Document >>
Despite the importance of TD management, especially in its early stages, the identification of TD in itself is a challenge. Moreover, TD needs to be well-understood once it is identified in order to be properly managed. For example, if a developer implements a workaround in the code and wraps it within a conditional statement (e.g. if-statement), other developers in the team may not know that this is a TD-carrying statement. To make it visible, the developer writes a comment that describes the TD. Such comments flag Self-Admitted Technical Debt (SATD) (Potdar and Shihab 2014).

The majority of existing work (Potdar and Shihab 2014; Maldonado and Shihab 2015; de Freitas Farias et al. 2015; da Silva Maldonado et al. 2017; Huang et al. 2018; Yan et al. 2018; Wattanakriengkrai et al. 2018; Maipradit et al. 2020, 2020) has focused on developing tool support for detecting if a code comment flags SATD. They presume the existence of such comments attached to code fragments that contain technical debt. However, this presumption does not always hold in practice. There are many instances where TD in code is not explicitly acknowledged in the form of a comment. In these cases, there is a need for automated machinery which can: (i) determine if a given code fragment introduces technical debt; and if so, (ii) generate the appropriate (self-admitting) comment that can be attached to the code. However, proposals to provide this kind of support is currently missing in the literature.

In this paper, we propose a framework that provides two levels of support: SATD recommendation and SATD description. Given a code fragment as input, our Self-Admitted Technical Debt Identification and Description framework (SATDID) determines/identifies if technical debt should be self-admitted for this code fragment (level 1), and then automatically generates a comment admitting and describing the detected technical debt instance (level 2). SATDID can be used on-the-fly to recommend and describe potential SATD as the developers writes the code. This way, TD can be prevented before its occurrence. We explore and evaluate the capabilities of different machine/deep learning approaches in implementing SATDID and providing these levels of support.

Although our approach can generally be applied to any size and type of code fragments, our focus in this study is on conditional statements. Conditionals are prominent in the context of technical debts. Kruchten et al. (2019) place “quick-and-dirty” conditional statements on the top of their TD example list for managing technical debt. In addition, previous studies (e.g. Zampetti et al. 2020, 2018) found that SATD comments were often associated with conditional statements.

Problem 1 >>
In the technical debt excerpt, what kind of code fragment is the study focused on?
Problem 2 >>
Please repeat the stretch of the technical debt excerpt from "In this paper, we" through "levels of support.".
The listing after this has nothing to do with the technical debt excerpt.

Listing >>
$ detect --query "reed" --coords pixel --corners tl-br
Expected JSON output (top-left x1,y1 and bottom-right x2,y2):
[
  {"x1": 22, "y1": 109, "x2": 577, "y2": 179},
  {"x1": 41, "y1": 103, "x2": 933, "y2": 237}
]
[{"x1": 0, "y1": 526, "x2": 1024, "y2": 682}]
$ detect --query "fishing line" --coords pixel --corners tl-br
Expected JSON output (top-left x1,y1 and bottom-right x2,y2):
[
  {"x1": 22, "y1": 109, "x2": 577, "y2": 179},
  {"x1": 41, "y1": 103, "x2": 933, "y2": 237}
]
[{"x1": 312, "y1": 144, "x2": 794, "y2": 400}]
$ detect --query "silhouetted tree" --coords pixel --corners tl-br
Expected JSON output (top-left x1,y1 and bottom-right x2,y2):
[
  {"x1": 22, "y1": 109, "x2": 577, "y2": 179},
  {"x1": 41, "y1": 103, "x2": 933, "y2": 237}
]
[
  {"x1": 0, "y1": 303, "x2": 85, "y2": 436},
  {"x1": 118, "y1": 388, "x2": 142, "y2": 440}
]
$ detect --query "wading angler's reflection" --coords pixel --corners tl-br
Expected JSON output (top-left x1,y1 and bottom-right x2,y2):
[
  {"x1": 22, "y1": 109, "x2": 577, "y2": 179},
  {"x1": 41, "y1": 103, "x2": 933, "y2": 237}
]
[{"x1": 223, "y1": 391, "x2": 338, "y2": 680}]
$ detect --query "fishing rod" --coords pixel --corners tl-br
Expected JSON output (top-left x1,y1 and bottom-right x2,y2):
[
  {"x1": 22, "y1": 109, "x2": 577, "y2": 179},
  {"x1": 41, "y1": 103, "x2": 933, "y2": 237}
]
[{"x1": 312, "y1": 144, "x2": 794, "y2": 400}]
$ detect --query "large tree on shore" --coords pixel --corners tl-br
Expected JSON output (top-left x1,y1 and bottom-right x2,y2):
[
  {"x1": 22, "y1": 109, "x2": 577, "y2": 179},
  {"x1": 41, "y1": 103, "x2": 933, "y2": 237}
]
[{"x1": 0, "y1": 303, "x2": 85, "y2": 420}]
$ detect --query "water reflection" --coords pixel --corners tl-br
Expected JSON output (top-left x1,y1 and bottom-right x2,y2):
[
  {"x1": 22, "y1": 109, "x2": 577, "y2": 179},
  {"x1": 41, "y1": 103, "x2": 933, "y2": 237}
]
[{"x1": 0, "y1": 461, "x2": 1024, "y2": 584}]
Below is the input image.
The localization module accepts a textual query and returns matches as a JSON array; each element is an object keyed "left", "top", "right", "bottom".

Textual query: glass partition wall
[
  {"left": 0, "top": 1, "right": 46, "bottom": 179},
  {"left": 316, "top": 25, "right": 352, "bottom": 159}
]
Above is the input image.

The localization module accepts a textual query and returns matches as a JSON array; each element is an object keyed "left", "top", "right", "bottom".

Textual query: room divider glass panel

Final result 1 >>
Conditional statements.

Final result 2 >>
In this paper, we propose a framework that provides two levels of support: SATD recommendation and SATD description. Given a code fragment as input, our Self-Admitted Technical Debt Identification and Description framework (SATDID) determines/identifies if technical debt should be self-admitted for this code fragment (level 1), and then automatically generates a comment admitting and describing the detected technical debt instance (level 2). SATDID can be used on-the-fly to recommend and describe potential SATD as the developers writes the code. This way, TD can be prevented before its occurrence. We explore and evaluate the capabilities of different machine/deep learning approaches in implementing SATDID and providing these levels of support.